DIRECTIONS FOR THIS TASK – Print, please, the line that contains "drop a dot on the window" and each line after it to the end of the entries, unchanged and with nothing else.

━━━

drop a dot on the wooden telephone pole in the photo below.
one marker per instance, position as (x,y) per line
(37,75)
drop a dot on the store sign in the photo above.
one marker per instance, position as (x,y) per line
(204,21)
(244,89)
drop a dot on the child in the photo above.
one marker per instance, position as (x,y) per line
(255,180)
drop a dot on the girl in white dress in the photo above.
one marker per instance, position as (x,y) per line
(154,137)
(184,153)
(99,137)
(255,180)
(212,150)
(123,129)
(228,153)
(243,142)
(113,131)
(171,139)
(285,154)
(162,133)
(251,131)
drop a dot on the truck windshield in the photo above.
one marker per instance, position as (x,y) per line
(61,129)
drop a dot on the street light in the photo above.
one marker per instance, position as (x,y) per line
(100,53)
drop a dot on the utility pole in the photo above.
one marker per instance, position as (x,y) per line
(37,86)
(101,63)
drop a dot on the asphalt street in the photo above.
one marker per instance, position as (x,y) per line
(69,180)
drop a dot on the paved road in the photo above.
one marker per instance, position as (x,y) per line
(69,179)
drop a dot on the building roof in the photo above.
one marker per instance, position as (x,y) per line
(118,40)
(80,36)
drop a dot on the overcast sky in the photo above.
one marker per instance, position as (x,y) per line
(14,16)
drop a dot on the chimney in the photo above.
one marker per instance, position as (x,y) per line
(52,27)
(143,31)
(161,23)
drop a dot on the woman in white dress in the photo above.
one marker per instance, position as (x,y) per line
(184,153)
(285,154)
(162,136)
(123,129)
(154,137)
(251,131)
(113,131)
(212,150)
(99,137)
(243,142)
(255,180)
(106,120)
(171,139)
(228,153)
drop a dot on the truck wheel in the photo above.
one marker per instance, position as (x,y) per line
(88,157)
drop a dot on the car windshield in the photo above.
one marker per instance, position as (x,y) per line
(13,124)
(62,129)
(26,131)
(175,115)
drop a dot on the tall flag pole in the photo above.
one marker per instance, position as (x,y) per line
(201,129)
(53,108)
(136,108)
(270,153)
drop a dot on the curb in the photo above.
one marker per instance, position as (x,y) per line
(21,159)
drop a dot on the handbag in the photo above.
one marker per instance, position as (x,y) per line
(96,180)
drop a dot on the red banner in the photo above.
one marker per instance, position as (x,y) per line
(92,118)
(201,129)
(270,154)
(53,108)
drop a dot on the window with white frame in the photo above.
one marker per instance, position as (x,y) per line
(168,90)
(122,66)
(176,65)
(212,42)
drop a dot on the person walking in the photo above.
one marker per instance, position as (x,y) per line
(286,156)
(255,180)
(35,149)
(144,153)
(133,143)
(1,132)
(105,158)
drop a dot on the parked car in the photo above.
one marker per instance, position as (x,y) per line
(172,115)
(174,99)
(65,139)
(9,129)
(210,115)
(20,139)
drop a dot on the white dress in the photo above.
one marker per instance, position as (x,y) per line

━━━

OUTPUT –
drop a dot on the window with white frame in the photo above.
one marker per instance, position as (x,y) per line
(168,90)
(122,66)
(176,65)
(212,42)
drop a dot on the person walking in the photo above.
one marker per instance, position as (x,y) per line
(286,156)
(255,180)
(35,149)
(144,153)
(133,143)
(1,132)
(105,158)
drop a dot on the parked car in the photo above.
one marker per instance, position as (x,y) per line
(172,115)
(174,99)
(65,139)
(9,129)
(210,115)
(20,139)
drop a dot on the white dress in the photo above.
one marker per instance, position as (x,y) per line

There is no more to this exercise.